# EXCERPT TO READ:
____
IT WAS a secret love affair that ended in tragedy. The innocent victim was Matthew Bailey, a 22-year-old man with his whole life ahead of him.
He had never met Claire Johnson or her cheating lover Russell Bennett.
But Matthew and his family are the ones who have paid the price for getting caught up in the fallout of the couple’s love life.
Suspecting her partner was cheating on her, Johnson had waited for Bennett to finish work at Chiquito restaurant in Gunwharf Quays.
Her friends had warned her he was two-timing her but she had fallen for his charm and was infatuated with him.
When she saw Bennett drive off with his boss, Lisa Kearney, at 2am she followed them in her car and tried to get him to pull over.
Desperate not to let his girlfriend and his new woman meet, the 24-year-old learner driver sped through the streets of Portsmouth in his Ford Focus, going through three red lights in a bid to get away.
Johnson kept up the chase in her BMW Mini, flashing her lights and calling him on his mobile.
Tragedy struck as Bennett dashed through another red light in Park Road, Landport, on the wrong side of the road, while Matthew and his friends were crossing after a night out.
Matthew stepped back and narrowly avoided the car but he was hit by Johnson’s Mini as she followed through the red light.
Johnson, who had been travelling at between 42mph and 49mph in the 30mph zone, didn’t brake or swerve out of the way.
She screeched to a halt and desperately tried to resuscitate Matthew but it was no use.
____
# TO DO:
In the news report about the Portsmouth crash, how fast was Johnson traveling in the 30mph zone?
____
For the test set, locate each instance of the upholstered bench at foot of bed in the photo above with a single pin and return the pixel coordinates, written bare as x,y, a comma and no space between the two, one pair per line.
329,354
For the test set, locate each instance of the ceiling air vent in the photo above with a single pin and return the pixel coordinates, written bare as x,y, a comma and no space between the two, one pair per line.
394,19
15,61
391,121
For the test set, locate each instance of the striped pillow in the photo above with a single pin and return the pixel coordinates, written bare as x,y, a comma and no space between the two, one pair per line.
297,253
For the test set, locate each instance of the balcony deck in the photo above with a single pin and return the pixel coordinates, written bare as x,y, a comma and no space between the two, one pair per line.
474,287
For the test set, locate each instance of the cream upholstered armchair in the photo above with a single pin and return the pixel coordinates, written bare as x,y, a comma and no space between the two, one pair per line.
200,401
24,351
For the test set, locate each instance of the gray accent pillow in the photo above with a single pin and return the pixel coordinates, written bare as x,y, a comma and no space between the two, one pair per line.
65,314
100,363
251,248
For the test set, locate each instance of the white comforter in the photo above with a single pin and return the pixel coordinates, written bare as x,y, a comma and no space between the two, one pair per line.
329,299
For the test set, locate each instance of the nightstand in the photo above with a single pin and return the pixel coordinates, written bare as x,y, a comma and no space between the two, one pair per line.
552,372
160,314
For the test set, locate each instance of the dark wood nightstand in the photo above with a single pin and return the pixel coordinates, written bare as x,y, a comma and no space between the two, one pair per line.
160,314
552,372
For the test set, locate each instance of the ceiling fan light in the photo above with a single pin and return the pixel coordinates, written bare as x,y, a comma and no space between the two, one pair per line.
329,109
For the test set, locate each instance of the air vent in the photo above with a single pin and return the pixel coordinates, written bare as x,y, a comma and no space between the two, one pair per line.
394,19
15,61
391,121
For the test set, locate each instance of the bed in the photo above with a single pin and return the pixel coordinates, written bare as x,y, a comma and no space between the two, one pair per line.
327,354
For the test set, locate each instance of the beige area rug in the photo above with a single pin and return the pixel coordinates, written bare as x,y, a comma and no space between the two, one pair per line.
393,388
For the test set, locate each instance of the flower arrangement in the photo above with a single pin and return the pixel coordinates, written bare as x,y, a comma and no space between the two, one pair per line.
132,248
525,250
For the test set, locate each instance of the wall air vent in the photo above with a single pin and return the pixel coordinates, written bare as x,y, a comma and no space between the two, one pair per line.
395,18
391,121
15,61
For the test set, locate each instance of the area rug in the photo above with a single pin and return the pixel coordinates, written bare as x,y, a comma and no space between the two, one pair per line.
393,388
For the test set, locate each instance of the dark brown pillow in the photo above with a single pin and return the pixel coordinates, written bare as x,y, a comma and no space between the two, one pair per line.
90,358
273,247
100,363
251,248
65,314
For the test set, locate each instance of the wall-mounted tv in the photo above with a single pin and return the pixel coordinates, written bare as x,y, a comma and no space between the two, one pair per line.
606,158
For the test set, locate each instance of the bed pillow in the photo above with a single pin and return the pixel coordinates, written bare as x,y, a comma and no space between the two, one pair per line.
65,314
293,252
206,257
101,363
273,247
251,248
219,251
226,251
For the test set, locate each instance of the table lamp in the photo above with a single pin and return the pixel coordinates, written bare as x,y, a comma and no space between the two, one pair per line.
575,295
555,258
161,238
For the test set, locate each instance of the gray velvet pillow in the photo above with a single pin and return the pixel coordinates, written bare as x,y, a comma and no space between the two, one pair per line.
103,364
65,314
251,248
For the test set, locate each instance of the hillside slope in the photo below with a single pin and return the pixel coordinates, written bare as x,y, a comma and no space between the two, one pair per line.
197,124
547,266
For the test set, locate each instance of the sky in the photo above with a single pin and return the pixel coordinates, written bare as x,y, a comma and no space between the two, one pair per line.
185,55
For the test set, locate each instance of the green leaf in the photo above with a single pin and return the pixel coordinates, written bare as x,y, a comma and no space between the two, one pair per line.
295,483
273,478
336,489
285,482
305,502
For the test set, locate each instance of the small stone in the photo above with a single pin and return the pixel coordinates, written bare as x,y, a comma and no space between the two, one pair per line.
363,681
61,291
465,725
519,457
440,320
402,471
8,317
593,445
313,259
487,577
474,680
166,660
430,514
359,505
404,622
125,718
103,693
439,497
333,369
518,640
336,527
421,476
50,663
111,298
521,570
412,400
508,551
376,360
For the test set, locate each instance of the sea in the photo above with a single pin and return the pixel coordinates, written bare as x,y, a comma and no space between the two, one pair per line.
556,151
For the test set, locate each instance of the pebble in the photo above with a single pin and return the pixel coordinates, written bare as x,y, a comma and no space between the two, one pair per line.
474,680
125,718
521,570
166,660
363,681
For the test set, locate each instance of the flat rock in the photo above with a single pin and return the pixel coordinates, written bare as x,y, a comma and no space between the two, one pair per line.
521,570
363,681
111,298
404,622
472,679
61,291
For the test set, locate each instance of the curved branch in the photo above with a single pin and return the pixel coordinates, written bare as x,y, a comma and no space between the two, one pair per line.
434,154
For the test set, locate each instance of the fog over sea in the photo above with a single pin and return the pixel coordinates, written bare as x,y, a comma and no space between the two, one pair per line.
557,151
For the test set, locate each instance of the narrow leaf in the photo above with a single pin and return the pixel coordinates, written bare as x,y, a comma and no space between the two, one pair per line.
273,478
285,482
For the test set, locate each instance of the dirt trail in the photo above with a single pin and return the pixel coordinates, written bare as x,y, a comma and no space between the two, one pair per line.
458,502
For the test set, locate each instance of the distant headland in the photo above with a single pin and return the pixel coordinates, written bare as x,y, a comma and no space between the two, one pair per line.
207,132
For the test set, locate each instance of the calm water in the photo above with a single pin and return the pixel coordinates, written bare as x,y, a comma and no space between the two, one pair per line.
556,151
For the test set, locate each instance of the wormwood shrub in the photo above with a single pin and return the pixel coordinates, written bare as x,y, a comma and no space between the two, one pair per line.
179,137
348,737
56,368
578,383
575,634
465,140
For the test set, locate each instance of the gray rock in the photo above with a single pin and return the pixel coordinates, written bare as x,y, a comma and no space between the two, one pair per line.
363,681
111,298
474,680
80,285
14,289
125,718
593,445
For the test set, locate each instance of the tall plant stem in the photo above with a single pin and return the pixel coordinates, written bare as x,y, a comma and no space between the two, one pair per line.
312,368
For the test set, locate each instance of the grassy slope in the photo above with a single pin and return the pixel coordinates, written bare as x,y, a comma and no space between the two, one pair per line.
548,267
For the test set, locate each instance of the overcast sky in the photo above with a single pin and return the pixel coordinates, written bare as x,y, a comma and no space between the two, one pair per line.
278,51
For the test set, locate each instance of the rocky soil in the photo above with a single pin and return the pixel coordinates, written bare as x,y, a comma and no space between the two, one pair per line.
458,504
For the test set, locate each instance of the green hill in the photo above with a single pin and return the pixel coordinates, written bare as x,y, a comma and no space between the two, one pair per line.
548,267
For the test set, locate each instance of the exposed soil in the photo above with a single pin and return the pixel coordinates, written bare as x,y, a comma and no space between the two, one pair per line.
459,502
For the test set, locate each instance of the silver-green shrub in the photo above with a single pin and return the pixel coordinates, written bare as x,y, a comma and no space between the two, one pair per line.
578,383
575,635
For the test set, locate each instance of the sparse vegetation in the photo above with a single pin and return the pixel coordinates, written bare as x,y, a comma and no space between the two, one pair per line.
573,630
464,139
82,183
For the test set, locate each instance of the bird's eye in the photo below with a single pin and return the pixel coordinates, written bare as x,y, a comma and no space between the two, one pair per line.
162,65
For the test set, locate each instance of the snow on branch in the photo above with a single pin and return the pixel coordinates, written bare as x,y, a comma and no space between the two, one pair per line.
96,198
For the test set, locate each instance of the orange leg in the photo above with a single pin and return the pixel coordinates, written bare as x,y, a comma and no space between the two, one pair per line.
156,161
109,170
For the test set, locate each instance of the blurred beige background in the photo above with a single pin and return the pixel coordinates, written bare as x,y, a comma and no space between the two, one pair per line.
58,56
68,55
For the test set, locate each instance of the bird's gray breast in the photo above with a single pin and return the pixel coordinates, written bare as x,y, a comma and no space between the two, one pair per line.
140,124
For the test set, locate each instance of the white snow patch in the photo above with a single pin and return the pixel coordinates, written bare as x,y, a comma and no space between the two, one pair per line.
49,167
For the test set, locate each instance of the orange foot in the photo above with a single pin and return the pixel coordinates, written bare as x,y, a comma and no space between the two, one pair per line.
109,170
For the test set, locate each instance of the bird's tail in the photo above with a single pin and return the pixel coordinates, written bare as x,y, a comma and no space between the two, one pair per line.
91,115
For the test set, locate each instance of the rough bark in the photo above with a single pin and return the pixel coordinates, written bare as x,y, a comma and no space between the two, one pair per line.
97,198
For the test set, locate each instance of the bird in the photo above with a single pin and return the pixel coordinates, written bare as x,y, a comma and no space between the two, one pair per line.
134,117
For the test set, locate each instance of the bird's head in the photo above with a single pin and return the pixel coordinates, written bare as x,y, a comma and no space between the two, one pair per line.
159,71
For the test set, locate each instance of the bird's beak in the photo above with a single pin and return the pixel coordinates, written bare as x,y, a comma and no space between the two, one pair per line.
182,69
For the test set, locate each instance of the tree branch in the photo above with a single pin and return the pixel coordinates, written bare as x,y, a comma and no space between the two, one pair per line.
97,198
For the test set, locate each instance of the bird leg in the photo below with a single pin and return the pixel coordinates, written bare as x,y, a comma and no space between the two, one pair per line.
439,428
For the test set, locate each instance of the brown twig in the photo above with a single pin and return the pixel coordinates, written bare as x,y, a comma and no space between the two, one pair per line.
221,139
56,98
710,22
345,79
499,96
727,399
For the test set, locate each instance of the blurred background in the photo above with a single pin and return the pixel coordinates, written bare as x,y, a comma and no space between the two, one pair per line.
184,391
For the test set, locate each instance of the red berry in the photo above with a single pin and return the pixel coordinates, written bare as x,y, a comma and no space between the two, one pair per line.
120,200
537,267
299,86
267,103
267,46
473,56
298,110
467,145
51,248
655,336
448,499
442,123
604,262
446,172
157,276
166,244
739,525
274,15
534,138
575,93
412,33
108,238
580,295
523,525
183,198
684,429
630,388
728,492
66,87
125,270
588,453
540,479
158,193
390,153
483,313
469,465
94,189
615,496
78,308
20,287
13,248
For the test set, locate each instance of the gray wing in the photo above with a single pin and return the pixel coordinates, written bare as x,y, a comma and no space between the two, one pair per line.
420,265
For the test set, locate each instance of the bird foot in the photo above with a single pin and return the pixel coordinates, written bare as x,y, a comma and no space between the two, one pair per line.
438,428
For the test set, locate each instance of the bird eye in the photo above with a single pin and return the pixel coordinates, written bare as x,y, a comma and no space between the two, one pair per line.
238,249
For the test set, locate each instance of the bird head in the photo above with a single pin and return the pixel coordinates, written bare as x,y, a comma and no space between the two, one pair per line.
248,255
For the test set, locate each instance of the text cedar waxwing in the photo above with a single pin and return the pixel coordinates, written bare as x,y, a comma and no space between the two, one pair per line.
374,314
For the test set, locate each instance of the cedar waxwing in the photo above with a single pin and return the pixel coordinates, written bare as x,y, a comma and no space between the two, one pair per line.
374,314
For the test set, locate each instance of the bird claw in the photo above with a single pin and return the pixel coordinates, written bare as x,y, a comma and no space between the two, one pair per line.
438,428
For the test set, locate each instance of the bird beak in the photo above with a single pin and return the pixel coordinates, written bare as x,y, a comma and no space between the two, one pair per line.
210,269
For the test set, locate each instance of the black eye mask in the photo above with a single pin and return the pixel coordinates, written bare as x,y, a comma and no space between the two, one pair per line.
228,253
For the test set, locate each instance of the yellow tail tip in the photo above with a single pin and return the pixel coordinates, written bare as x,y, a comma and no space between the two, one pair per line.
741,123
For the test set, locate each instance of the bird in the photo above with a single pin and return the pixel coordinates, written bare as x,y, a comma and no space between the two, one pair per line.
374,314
____
# SOLUTION TO THIS TASK:
Between 42mph and 49mph.